# Business questions



## Esperanza86 (Nov 25, 2015)

sabbath999 said:


> I was away from the forum for a couple of years, and have come back to check in with you good folks again.
> 
> Coming in with a fresh perspective, I was surprised as to how much emphasis some people are putting on commercializing photography.
> 
> ...


Omg I so needed to see this! I have done about ten paid sessions and love taking photos of people. I have known all the steps I need to take to make it a well thought out plan but currently do not have the funds to do everything at once. Do you have any advice on where to start and how to start? I am afraid to do the tax ID  because if I am not making any money I am afraid they will expect me to pay. I am attempting to pay for this years sessions but am thinking it is best to do it as a hobby until I have more things in order. I have a 2 year old son and have to be smart about these things. Here are some of my images I have made. I love the editing and shooting part. I am dealing with my first unhappy person and it is not fun. I so badly want to do this and do it right. I looked into PPA insurance and it is $500 ish a year? When you are learning that is a big chunk of change.  Also PPA has sample releases and contracts to use- do you recommend getting a lawyer to form contracts etc.? I wish I could do this full time but I don't have the ducks in a row. Also, can you explain to me how to make my images high resolution? From what I understand it is done in photoshop? If I am wrong correct me. I want to know the process. Thanks!

- **Request**: Reproduce the forum thread on photography business questions word for word.

- **Supplied information**:
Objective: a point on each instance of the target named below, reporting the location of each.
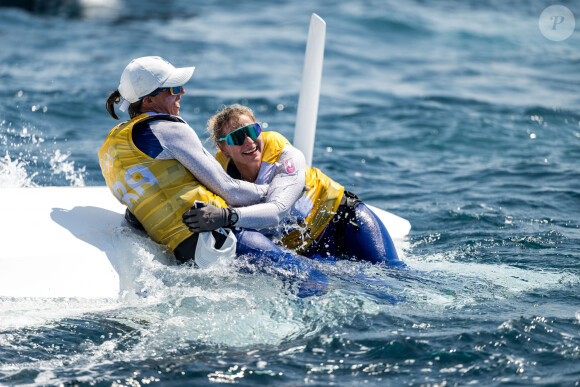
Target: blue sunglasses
(175, 90)
(238, 136)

- **The result**:
# Business questions



## Esperanza86 (Nov 25, 2015)

sabbath999 said:


> I was away from the forum for a couple of years, and have come back to check in with you good folks again.
> 
> Coming in with a fresh perspective, I was surprised as to how much emphasis some people are putting on commercializing photography.
> 
> ...


Omg I so needed to see this! I have done about ten paid sessions and love taking photos of people. I have known all the steps I need to take to make it a well thought out plan but currently do not have the funds to do everything at once. Do you have any advice on where to start and how to start? I am afraid to do the tax ID  because if I am not making any money I am afraid they will expect me to pay. I am attempting to pay for this years sessions but am thinking it is best to do it as a hobby until I have more things in order. I have a 2 year old son and have to be smart about these things. Here are some of my images I have made. I love the editing and shooting part. I am dealing with my first unhappy person and it is not fun. I so badly want to do this and do it right. I looked into PPA insurance and it is $500 ish a year? When you are learning that is a big chunk of change.  Also PPA has sample releases and contracts to use- do you recommend getting a lawyer to form contracts etc.? I wish I could do this full time but I don't have the ducks in a row. Also, can you explain to me how to make my images high resolution? From what I understand it is done in photoshop? If I am wrong correct me. I want to know the process. Thanks!